## Description of the task
Each line below that carries the string "item" must appear in the answer.

## Given data
+++++
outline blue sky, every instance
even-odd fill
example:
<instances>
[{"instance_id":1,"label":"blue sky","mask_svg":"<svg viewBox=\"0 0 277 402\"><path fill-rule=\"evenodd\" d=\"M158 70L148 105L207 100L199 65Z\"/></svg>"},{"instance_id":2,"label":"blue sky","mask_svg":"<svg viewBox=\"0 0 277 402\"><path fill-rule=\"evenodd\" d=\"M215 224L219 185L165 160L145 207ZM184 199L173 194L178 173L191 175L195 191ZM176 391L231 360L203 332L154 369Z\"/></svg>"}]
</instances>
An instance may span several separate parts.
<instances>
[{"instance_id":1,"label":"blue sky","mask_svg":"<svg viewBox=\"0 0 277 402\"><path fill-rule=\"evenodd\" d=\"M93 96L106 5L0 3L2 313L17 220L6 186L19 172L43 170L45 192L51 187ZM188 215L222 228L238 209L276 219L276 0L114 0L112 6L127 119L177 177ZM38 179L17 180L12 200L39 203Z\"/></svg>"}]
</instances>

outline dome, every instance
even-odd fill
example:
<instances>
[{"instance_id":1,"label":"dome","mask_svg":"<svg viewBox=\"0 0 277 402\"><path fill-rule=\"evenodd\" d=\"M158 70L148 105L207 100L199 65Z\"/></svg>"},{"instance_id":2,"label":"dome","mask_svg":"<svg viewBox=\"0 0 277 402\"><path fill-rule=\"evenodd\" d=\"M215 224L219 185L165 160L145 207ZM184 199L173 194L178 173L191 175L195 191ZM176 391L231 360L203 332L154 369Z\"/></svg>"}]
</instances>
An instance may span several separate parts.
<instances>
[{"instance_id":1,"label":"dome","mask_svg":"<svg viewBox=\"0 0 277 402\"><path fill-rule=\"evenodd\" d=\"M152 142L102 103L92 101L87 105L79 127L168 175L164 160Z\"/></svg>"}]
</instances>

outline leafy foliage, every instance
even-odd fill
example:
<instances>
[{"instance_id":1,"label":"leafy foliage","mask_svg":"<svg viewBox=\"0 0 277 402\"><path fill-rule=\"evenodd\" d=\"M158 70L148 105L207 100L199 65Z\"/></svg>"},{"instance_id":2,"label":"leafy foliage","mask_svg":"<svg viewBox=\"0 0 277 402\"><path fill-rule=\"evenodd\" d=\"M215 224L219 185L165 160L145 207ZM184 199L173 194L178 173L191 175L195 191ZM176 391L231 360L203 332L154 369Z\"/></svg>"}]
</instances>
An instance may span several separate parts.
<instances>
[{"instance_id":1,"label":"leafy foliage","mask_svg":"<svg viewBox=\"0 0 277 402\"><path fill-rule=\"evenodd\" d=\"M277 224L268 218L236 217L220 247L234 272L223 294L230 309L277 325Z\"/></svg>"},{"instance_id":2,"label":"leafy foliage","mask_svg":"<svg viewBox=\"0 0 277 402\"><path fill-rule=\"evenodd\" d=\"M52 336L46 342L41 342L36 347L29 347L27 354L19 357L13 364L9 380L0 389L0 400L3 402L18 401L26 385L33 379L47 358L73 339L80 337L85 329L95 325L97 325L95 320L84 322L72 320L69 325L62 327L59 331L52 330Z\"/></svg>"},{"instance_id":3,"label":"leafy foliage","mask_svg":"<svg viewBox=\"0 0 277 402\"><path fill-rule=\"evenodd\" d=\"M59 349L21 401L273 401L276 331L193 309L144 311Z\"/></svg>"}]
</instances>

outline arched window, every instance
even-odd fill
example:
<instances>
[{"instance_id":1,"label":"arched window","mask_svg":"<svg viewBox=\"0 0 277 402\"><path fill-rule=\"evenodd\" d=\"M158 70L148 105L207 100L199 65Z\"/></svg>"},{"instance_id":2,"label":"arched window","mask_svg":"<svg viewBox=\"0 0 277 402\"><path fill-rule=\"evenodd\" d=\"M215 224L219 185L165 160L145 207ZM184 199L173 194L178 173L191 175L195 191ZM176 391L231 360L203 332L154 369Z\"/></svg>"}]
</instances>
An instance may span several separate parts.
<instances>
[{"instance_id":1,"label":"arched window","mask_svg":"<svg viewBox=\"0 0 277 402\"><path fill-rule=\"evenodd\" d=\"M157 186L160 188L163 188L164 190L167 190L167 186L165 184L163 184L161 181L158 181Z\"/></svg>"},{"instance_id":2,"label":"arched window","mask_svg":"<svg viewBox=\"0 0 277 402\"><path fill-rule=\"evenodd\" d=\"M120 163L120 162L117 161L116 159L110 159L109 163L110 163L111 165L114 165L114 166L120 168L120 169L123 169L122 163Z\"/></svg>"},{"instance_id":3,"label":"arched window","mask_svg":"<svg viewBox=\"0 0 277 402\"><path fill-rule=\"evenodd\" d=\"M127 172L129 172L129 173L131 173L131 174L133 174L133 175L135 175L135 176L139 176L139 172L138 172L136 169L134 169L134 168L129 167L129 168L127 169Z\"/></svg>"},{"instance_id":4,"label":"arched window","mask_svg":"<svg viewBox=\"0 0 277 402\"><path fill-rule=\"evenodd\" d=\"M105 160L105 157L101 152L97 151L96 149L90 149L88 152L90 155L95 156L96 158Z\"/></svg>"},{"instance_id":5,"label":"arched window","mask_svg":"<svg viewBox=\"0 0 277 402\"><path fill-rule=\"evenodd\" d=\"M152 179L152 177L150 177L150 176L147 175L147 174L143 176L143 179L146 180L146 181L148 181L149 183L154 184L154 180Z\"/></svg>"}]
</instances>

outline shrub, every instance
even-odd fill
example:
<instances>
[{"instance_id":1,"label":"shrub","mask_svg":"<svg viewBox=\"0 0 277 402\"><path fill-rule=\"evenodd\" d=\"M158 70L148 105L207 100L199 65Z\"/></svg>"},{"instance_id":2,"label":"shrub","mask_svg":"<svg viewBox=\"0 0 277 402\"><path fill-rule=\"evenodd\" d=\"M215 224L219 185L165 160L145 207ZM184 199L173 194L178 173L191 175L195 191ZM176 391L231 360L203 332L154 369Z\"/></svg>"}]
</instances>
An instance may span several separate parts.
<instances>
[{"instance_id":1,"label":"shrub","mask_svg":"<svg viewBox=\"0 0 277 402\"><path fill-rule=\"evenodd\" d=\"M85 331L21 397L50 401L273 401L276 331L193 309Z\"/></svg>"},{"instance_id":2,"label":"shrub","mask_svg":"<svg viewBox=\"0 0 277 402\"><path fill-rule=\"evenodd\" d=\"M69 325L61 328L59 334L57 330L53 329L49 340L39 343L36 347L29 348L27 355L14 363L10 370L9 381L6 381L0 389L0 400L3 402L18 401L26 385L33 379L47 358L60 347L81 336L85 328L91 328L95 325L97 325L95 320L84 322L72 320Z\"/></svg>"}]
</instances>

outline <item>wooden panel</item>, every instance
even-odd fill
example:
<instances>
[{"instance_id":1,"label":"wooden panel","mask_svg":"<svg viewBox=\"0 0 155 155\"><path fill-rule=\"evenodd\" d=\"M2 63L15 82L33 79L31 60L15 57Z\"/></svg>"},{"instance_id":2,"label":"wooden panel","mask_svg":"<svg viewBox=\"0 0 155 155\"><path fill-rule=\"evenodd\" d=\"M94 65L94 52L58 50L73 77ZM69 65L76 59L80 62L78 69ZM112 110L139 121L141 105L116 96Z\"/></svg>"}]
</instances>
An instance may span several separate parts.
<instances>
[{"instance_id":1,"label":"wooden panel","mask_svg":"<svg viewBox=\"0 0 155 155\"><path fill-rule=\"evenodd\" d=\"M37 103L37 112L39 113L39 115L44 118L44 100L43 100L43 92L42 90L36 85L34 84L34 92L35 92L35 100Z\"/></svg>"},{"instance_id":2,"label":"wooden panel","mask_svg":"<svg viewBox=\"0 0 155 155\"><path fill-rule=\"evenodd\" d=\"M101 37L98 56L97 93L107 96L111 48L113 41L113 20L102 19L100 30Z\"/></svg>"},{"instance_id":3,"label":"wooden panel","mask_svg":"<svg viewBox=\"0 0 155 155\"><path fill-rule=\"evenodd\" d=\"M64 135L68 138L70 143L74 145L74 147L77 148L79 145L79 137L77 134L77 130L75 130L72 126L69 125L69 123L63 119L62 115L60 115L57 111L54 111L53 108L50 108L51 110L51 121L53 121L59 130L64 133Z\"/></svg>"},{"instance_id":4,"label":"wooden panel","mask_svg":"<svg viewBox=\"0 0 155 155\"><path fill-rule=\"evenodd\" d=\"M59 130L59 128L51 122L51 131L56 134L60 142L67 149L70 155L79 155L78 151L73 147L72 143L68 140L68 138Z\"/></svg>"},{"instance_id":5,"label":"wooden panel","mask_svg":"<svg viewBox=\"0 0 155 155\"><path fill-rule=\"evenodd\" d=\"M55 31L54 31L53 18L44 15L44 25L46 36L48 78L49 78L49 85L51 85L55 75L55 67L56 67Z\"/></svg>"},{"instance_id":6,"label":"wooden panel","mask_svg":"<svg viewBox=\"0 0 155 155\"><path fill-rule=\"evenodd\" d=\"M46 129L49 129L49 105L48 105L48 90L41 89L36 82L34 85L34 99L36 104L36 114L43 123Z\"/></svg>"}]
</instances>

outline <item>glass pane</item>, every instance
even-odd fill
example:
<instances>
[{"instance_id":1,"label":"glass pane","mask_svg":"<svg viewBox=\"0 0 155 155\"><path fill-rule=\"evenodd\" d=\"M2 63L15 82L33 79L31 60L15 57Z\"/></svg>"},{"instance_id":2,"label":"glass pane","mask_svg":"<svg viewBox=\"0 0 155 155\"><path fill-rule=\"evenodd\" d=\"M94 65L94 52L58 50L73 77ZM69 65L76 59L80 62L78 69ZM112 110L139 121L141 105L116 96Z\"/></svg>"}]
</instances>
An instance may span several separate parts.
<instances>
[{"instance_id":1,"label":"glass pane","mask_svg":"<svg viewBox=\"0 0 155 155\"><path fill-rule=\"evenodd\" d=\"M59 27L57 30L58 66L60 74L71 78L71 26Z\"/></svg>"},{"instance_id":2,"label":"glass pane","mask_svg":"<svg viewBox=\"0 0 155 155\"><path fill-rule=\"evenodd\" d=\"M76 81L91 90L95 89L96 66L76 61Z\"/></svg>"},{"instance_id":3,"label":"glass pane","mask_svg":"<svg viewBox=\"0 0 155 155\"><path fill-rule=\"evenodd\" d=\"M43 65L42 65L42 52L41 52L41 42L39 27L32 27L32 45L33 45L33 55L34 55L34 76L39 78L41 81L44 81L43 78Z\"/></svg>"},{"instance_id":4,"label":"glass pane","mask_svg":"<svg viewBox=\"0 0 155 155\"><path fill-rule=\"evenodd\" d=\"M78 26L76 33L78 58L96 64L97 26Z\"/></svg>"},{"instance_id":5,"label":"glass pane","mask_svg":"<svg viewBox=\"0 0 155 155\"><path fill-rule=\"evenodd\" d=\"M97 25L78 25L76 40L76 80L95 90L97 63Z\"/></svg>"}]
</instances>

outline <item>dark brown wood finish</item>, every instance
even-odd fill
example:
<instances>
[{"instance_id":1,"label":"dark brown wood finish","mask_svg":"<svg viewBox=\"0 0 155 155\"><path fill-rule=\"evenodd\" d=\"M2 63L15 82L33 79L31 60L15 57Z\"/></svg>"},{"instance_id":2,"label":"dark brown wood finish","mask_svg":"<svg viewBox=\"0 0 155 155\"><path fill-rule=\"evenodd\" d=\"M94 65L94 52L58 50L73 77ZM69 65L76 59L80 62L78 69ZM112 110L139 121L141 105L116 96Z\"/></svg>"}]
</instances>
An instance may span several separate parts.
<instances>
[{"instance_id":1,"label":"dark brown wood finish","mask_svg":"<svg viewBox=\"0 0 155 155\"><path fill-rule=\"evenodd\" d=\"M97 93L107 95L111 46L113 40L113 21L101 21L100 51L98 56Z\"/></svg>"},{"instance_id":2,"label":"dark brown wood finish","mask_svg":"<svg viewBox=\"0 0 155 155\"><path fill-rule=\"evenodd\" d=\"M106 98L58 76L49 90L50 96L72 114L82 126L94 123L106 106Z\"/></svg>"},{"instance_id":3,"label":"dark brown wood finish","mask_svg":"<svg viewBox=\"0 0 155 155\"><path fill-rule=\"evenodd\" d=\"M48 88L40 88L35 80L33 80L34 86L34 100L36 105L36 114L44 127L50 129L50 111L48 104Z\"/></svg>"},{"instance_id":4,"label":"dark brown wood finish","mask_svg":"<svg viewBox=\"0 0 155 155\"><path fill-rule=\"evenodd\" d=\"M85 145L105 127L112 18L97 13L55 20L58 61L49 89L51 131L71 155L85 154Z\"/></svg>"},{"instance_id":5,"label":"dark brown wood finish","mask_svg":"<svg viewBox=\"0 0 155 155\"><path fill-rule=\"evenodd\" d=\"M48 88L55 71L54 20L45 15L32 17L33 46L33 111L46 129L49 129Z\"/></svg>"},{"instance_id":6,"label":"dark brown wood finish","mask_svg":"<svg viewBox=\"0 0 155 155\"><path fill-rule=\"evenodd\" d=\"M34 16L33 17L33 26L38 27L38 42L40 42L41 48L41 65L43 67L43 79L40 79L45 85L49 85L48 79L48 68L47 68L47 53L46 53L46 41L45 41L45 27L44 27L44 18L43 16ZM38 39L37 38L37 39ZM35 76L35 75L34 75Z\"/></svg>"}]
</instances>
+++++
## Task answer
outline <item>wooden panel</item>, every instance
outline <item>glass pane</item>, every instance
outline <item>dark brown wood finish</item>, every instance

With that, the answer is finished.